Nel 2007 dissi di “sì” ad una richiesta di un nostro frate missionario in Etiopia, con l’idea che quattro settimane sarebbero passate velocemente e che sarebbe stata un’esperienza tra le tante. Ma poi successe ciò che non avevo previsto, e cioè che le persone incontrate, i sorrisi dei bambini, i profumi e i colori di quei posti fecero scoccare una scintilla, come nei colpi di fulmine tra due persone.
Sono passati tredici anni, durante i quali ho coltivato l’idea di partire come missionario e qualche volta ho provato ad esprimere questo mio desiderio, trovandomi, però, sempre di fronte alla stessa risposta che suona più o meno così: “No, c’è bisogno qui!”. Ma i desideri, quando sono veri, rimangono, resistono alle intemperie e il mio, seppur ben nascosto, è rimasto sempre tenacemente in fondo al cuore, fino a quando nel 2019, in occasione dell’incontro con il Ministro provinciale fra Sergio, esso ebbe l’occasione di manifestarsi nuovamente. Con grande mio stupore fra Sergio mi colse impreparato, in quanto la sua risposta non fu la solita: addirittura mi ringraziò, perché lui stesso non sapeva come comunicarmi la sua idea di mandarmi in missione ad aiutare i nostri confratelli beninesi nella formazione dei giovani frati. Ed è così, cari amici, che nasce la mia vocazione missionaria: nella semplicità di proposte, di incontri e di avvenimenti tanto inaspettati quanto gratuiti da parte di Dio, che ha intessuto con me una storia apparentemente contorta ma ben delineata, facendomi capire che è lui a scriverla.

*-*-*

» **CONSEGNE**
a – Riproduci il brano sulla vocazione missionaria da "Nel 2007 dissi" a "tra due persone.".
b – Secondo il brano sulla vocazione missionaria, in quale anno avvenne l'incontro con il Ministro provinciale fra Sergio?
c – In base al brano sulla vocazione missionaria, spiega perché fra Sergio ringraziò chi scrive invece di dare la solita risposta.

» **ESTRATTI DEI DATI**
*-*-*

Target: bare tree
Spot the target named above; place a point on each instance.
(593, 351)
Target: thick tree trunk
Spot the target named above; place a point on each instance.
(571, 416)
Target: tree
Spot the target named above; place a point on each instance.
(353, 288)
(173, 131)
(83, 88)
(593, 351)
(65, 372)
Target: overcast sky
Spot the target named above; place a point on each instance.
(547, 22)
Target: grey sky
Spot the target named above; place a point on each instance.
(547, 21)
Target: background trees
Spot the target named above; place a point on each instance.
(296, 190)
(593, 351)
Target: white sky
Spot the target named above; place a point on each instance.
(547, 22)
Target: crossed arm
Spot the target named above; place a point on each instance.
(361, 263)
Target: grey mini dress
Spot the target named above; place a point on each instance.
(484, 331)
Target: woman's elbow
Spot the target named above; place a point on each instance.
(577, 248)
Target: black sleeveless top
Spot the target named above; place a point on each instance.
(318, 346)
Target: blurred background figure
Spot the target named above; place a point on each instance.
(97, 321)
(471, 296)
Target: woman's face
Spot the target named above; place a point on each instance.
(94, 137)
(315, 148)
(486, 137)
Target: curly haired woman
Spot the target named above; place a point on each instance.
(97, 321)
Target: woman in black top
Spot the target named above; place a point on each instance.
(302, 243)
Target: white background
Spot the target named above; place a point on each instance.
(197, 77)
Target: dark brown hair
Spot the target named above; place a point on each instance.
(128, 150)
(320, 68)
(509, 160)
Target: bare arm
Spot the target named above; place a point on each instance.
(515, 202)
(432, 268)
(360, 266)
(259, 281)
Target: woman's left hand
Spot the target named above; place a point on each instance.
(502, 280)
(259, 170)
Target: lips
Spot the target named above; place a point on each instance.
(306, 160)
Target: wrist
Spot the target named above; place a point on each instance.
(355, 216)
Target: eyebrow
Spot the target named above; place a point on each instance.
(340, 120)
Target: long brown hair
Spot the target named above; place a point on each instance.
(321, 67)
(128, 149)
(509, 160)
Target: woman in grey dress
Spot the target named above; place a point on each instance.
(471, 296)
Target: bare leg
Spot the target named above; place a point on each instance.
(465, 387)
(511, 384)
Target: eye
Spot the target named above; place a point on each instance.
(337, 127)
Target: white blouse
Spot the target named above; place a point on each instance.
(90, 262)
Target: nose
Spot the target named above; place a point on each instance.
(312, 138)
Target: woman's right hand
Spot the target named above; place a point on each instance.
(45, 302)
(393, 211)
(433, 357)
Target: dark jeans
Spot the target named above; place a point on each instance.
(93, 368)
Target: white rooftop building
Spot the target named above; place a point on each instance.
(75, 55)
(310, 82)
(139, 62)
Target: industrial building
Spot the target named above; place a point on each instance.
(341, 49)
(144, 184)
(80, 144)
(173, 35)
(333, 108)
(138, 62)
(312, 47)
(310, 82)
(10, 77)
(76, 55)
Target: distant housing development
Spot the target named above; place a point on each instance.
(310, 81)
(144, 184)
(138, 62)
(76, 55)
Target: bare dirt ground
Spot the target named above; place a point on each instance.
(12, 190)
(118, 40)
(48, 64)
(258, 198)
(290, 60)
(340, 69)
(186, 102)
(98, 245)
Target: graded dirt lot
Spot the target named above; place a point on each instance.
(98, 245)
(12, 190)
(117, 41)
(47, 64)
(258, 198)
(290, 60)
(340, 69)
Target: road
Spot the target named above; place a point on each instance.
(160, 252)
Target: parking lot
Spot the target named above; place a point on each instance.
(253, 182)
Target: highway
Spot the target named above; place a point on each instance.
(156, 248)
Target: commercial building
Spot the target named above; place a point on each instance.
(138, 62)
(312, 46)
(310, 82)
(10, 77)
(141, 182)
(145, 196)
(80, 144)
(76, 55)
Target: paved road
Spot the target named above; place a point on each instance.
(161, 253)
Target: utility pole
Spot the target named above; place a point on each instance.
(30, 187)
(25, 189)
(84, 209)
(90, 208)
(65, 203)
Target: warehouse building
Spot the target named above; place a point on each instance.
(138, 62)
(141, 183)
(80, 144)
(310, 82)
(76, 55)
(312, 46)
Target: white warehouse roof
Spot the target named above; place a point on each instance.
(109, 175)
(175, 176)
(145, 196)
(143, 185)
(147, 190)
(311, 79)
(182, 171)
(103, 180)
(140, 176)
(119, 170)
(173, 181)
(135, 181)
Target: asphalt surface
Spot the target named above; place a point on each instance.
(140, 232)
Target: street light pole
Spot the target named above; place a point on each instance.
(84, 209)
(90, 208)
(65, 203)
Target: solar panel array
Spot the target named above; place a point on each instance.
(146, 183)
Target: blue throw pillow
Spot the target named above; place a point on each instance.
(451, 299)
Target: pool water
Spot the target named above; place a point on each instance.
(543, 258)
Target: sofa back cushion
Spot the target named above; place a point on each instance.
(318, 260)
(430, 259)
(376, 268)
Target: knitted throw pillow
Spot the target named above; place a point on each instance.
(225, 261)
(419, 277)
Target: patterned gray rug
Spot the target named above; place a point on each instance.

*-*-*

» **RISPOSTE ALLE CONSEGNE**
a –
Nel 2007 dissi di “sì” ad una richiesta di un nostro frate missionario in Etiopia, con l’idea che quattro settimane sarebbero passate velocemente e che sarebbe stata un’esperienza tra le tante. Ma poi successe ciò che non avevo previsto, e cioè che le persone incontrate, i sorrisi dei bambini, i profumi e i colori di quei posti fecero scoccare una scintilla, come nei colpi di fulmine tra due persone.

b – Nel 2019.

c – Fra Sergio ringraziò perché lui stesso non sapeva come comunicare a chi scrive la sua idea. Voleva mandare chi scrive in missione ad aiutare i confratelli beninesi nella formazione dei giovani frati.